Segment Start: RECORDED DATA

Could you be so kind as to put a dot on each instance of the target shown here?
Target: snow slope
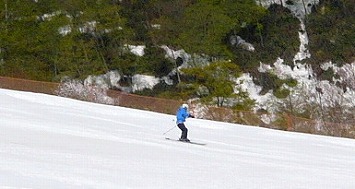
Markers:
(52, 142)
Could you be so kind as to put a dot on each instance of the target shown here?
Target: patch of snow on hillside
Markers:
(140, 82)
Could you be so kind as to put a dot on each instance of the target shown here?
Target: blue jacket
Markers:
(181, 115)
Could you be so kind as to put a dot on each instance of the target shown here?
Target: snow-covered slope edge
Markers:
(53, 142)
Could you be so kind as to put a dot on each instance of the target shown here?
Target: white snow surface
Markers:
(53, 142)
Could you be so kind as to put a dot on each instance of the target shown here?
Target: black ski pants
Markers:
(184, 130)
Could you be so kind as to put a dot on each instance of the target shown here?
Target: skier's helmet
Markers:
(185, 106)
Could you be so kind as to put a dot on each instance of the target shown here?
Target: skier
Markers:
(181, 116)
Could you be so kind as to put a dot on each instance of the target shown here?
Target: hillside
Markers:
(53, 142)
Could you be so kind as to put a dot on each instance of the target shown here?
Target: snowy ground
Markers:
(52, 142)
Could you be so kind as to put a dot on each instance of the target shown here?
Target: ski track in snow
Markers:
(53, 142)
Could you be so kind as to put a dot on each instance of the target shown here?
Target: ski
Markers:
(191, 142)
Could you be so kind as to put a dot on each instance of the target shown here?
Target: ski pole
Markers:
(169, 130)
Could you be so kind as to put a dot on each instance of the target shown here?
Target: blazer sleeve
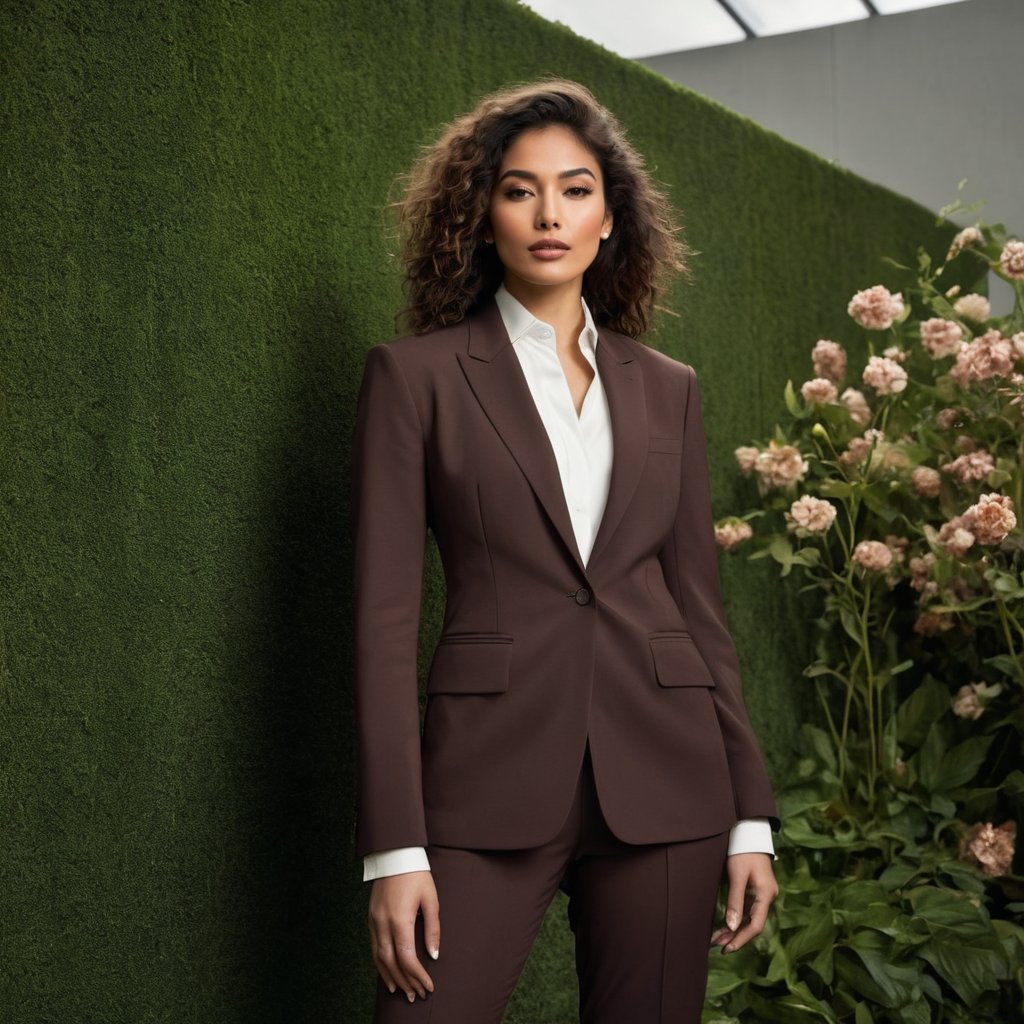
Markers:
(689, 561)
(389, 531)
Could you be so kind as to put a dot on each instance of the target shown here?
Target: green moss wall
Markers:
(194, 265)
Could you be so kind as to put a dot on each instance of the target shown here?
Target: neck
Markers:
(559, 306)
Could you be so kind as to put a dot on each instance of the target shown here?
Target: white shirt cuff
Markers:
(752, 836)
(388, 862)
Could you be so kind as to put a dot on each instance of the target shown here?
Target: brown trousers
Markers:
(641, 914)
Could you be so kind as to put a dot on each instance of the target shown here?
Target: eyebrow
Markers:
(530, 176)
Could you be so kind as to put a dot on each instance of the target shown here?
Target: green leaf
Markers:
(850, 624)
(925, 706)
(793, 407)
(961, 764)
(821, 744)
(898, 875)
(868, 977)
(969, 969)
(943, 908)
(835, 488)
(862, 1015)
(918, 1012)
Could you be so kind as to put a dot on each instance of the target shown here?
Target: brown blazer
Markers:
(539, 653)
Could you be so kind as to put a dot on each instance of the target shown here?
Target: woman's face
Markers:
(547, 211)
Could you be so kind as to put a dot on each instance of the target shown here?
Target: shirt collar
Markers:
(520, 323)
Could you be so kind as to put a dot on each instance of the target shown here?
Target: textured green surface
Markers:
(194, 265)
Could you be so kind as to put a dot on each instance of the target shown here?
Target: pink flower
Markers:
(987, 356)
(972, 699)
(876, 308)
(941, 337)
(780, 465)
(731, 532)
(811, 513)
(818, 391)
(991, 518)
(856, 406)
(829, 359)
(971, 467)
(992, 849)
(931, 624)
(747, 457)
(968, 237)
(974, 307)
(886, 376)
(967, 705)
(955, 537)
(1012, 260)
(860, 448)
(926, 481)
(872, 555)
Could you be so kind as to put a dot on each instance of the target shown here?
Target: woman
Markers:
(585, 726)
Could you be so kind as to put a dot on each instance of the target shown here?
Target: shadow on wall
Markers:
(307, 960)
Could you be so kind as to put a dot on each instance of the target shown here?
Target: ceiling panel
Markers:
(772, 17)
(640, 28)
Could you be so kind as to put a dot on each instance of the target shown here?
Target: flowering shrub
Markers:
(895, 496)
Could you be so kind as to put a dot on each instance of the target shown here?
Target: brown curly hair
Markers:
(442, 216)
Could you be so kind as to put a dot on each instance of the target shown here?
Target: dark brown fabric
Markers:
(642, 918)
(540, 655)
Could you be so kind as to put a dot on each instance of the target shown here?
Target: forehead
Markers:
(549, 147)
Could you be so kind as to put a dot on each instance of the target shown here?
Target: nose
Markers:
(548, 217)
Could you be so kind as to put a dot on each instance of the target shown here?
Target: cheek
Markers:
(503, 223)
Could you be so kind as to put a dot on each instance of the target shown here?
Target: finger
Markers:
(734, 903)
(416, 977)
(759, 914)
(382, 968)
(384, 960)
(432, 927)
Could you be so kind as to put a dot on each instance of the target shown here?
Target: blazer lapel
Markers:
(495, 375)
(623, 382)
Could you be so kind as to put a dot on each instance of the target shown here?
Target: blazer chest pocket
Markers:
(678, 663)
(471, 663)
(670, 445)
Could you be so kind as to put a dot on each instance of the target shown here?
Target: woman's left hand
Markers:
(752, 890)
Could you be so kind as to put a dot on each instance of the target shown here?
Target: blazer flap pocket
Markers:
(471, 663)
(672, 445)
(678, 663)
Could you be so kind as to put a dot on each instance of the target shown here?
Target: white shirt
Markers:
(583, 446)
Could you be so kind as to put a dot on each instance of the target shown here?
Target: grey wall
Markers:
(915, 101)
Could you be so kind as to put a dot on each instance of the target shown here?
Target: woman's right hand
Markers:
(394, 903)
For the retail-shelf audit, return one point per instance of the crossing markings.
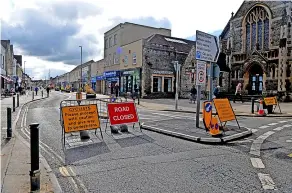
(264, 127)
(257, 163)
(272, 124)
(266, 181)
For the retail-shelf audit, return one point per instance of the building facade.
(257, 42)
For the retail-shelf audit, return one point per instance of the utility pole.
(80, 68)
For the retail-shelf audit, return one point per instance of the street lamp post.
(80, 68)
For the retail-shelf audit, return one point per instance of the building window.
(157, 84)
(167, 84)
(106, 43)
(257, 27)
(110, 42)
(115, 39)
(125, 60)
(134, 58)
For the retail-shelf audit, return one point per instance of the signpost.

Segment End: RECORDED DATA

## WHAT IS BEING ASKED
Copy all lines above where "wall" is present.

## ANSWER FOR THIS EXERCISE
Target: green moss wall
Target: shadow on wall
Target: grey wall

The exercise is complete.